= To do =
Copy every line from the records below that holds the word "item".

= Saved entries =
━━━━━━━━
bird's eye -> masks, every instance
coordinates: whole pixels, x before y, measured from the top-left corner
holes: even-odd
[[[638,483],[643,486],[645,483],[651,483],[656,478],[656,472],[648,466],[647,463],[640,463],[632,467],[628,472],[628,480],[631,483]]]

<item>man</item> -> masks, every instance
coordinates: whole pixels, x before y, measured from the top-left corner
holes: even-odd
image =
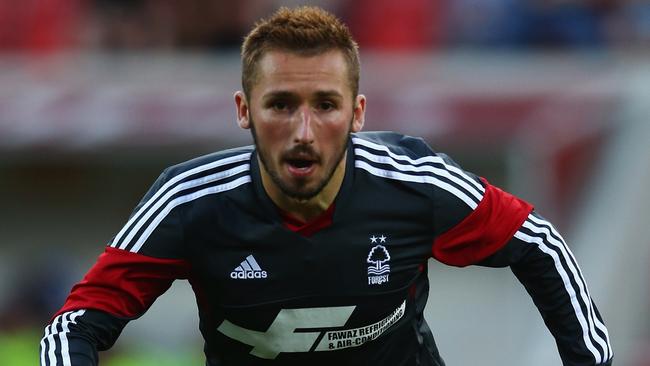
[[[532,207],[421,139],[359,132],[357,45],[317,8],[242,47],[254,147],[166,169],[45,328],[42,365],[95,365],[175,279],[207,365],[444,365],[423,316],[427,260],[510,266],[564,365],[610,365],[577,263]]]

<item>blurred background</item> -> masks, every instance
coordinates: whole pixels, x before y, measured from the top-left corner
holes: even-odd
[[[616,365],[650,365],[645,0],[0,0],[0,363],[38,363],[44,325],[164,167],[251,143],[232,98],[242,36],[299,4],[359,41],[365,128],[422,136],[534,203],[576,254]],[[431,261],[430,277],[448,365],[560,365],[508,269]],[[101,359],[203,364],[187,283]]]

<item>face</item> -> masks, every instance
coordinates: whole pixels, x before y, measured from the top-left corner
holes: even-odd
[[[238,123],[252,130],[264,173],[283,194],[310,199],[344,171],[348,136],[363,126],[365,97],[352,95],[342,52],[269,51],[249,98],[235,94]]]

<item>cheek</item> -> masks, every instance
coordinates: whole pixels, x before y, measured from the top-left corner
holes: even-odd
[[[290,138],[290,129],[282,124],[270,124],[266,130],[266,140],[276,150],[282,150]]]
[[[350,119],[341,117],[337,121],[325,122],[322,125],[322,130],[323,135],[327,136],[328,141],[339,143],[350,132]]]
[[[266,145],[276,145],[289,137],[289,124],[281,120],[260,119],[255,120],[255,131],[258,139]]]
[[[337,159],[341,150],[347,146],[349,131],[348,123],[327,126],[320,134],[321,151],[326,152],[332,160]]]

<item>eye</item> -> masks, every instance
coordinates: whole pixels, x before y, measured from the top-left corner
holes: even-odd
[[[284,112],[289,109],[289,104],[283,101],[275,101],[271,103],[271,108],[277,112]]]
[[[320,109],[321,111],[328,112],[333,109],[336,109],[336,105],[332,102],[320,102],[318,103],[318,109]]]

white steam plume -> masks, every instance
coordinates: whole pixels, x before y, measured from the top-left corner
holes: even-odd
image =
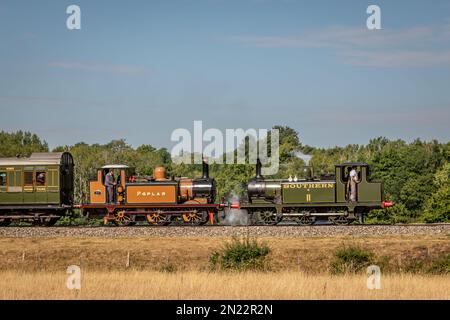
[[[236,194],[232,194],[227,198],[228,203],[239,202],[240,198]],[[225,208],[225,219],[222,221],[223,224],[229,226],[248,226],[249,218],[247,210],[244,209],[234,209]]]

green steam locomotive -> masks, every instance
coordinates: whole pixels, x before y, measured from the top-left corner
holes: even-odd
[[[310,225],[319,220],[364,223],[371,209],[392,206],[392,202],[384,201],[383,184],[371,181],[367,163],[336,165],[334,178],[316,178],[311,167],[304,167],[299,179],[265,179],[261,167],[258,159],[256,176],[247,184],[247,199],[233,205],[247,211],[250,224],[290,221]],[[353,181],[352,170],[357,176]]]

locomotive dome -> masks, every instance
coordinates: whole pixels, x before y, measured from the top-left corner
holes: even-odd
[[[130,167],[124,164],[108,164],[102,167],[102,169],[128,169],[128,168]]]

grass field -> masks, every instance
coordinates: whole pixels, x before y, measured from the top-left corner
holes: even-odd
[[[0,277],[0,299],[450,299],[445,276],[386,275],[381,289],[369,290],[364,275],[87,271],[80,291],[66,288],[64,272]]]
[[[446,235],[260,238],[269,271],[210,272],[211,253],[229,240],[1,238],[0,299],[450,299],[450,276],[423,272],[450,252]],[[382,262],[380,290],[364,273],[330,274],[335,250],[351,245]],[[66,287],[72,264],[81,291]]]
[[[212,251],[230,238],[0,238],[0,271],[61,271],[71,264],[96,271],[204,271]],[[450,253],[449,236],[258,238],[272,249],[273,270],[326,273],[338,247],[358,245],[389,261],[389,270],[414,271]]]

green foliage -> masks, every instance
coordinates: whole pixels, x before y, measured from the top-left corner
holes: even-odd
[[[433,274],[450,274],[450,253],[434,260],[429,272]]]
[[[420,210],[434,190],[432,174],[411,177],[402,187],[399,200],[408,210]]]
[[[433,182],[438,188],[450,184],[450,162],[445,162],[444,165],[436,171]]]
[[[213,270],[261,271],[267,269],[266,257],[269,253],[269,246],[256,239],[233,238],[222,250],[214,251],[209,261]]]
[[[420,140],[411,144],[389,142],[369,161],[373,178],[384,182],[391,200],[404,203],[410,210],[421,209],[424,199],[433,192],[431,176],[444,162],[441,145]]]
[[[163,263],[159,268],[159,271],[163,273],[175,273],[177,272],[177,270],[178,270],[177,266],[169,261]]]
[[[280,162],[284,163],[292,157],[292,152],[300,149],[300,139],[297,131],[288,126],[274,126],[279,131]]]
[[[335,252],[330,270],[333,274],[356,273],[368,267],[372,261],[372,252],[358,246],[344,246]]]
[[[279,171],[271,178],[283,179],[289,176],[298,178],[303,177],[305,162],[300,158],[290,158],[280,165]]]
[[[386,209],[371,210],[367,216],[367,223],[408,223],[414,222],[415,213],[408,210],[408,208],[402,204],[397,203],[392,207]]]
[[[255,167],[248,164],[214,164],[211,166],[210,174],[217,181],[219,199],[242,198],[245,194],[245,184],[255,176]]]
[[[431,195],[425,205],[423,221],[450,221],[450,186],[441,187]]]
[[[268,178],[302,176],[304,162],[295,156],[301,151],[311,155],[310,165],[316,176],[334,174],[334,166],[349,161],[371,165],[371,179],[384,183],[387,200],[395,206],[372,210],[367,221],[372,223],[444,222],[450,221],[450,142],[389,140],[378,137],[367,145],[315,148],[302,145],[298,133],[287,126],[275,126],[280,132],[280,170]],[[269,139],[270,142],[270,139]],[[45,141],[29,132],[0,132],[0,156],[29,155],[47,152]],[[152,175],[163,165],[169,176],[198,177],[201,165],[175,164],[169,152],[151,145],[133,148],[124,139],[107,144],[60,146],[53,151],[70,151],[75,160],[75,202],[86,193],[86,181],[105,164],[127,164],[141,175]],[[234,152],[236,156],[236,150]],[[255,166],[248,164],[212,164],[210,175],[217,182],[217,201],[221,197],[242,198],[245,184],[255,175]]]
[[[48,152],[47,142],[30,132],[0,132],[0,157],[29,156],[33,152]]]
[[[450,220],[450,163],[445,163],[434,175],[437,190],[425,203],[425,222],[445,222]]]
[[[450,254],[431,257],[426,253],[417,254],[418,252],[420,251],[404,256],[399,262],[390,256],[377,256],[371,250],[359,246],[344,246],[334,253],[330,271],[333,274],[357,273],[363,272],[369,265],[376,265],[384,273],[450,274]]]
[[[56,222],[55,226],[85,226],[85,225],[90,225],[90,226],[100,226],[103,225],[103,220],[102,219],[92,219],[92,218],[87,218],[84,216],[81,216],[77,213],[73,214],[73,215],[67,215],[64,217],[61,217],[58,222]]]

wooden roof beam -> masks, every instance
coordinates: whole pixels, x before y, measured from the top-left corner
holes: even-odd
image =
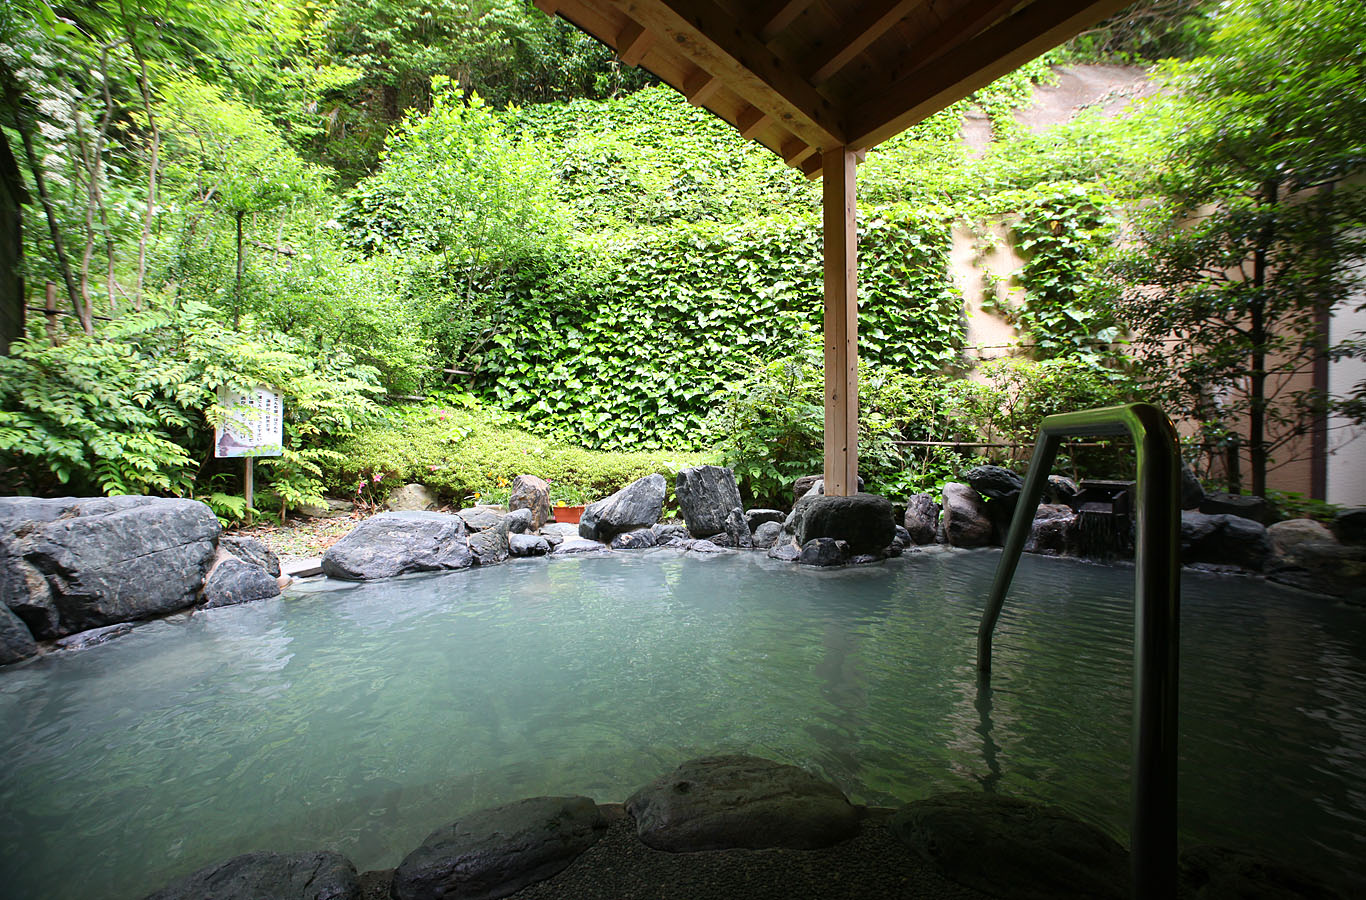
[[[560,0],[535,0],[533,5],[547,16],[553,16],[560,11]]]
[[[632,68],[640,65],[645,51],[655,42],[655,36],[644,26],[627,21],[617,35],[617,57]]]
[[[708,100],[716,96],[719,87],[721,79],[705,69],[697,69],[683,80],[683,96],[693,106],[705,106]]]
[[[758,27],[754,29],[759,35],[759,40],[767,44],[782,34],[813,2],[814,0],[778,0],[776,3],[770,3],[768,9],[758,17]]]
[[[1047,0],[1036,0],[1047,5]],[[1020,5],[1020,0],[970,0],[956,13],[940,21],[901,52],[887,72],[895,82],[931,60],[938,59],[982,29],[999,22]]]
[[[782,154],[783,162],[796,168],[815,153],[816,148],[799,137],[793,137],[783,141],[778,152]]]
[[[830,101],[712,0],[610,2],[807,143],[843,143],[844,127]]]
[[[850,119],[849,146],[875,146],[1112,15],[1129,0],[1036,2],[912,70]],[[984,65],[985,62],[985,65]]]
[[[740,129],[740,137],[747,141],[754,138],[773,121],[773,117],[761,109],[746,106],[735,118],[735,127]]]
[[[819,87],[926,0],[871,0],[855,11],[823,52],[814,54],[811,83]]]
━━━━━━━━
= Result for this exercise =
<item>man</item> -> masks, every instance
<item>blurred background</item> -> masks, every instance
<item>face</item> -> masks, every instance
<item>cheek</item> -> masks, every instance
<item>eye</item> -> masks, every instance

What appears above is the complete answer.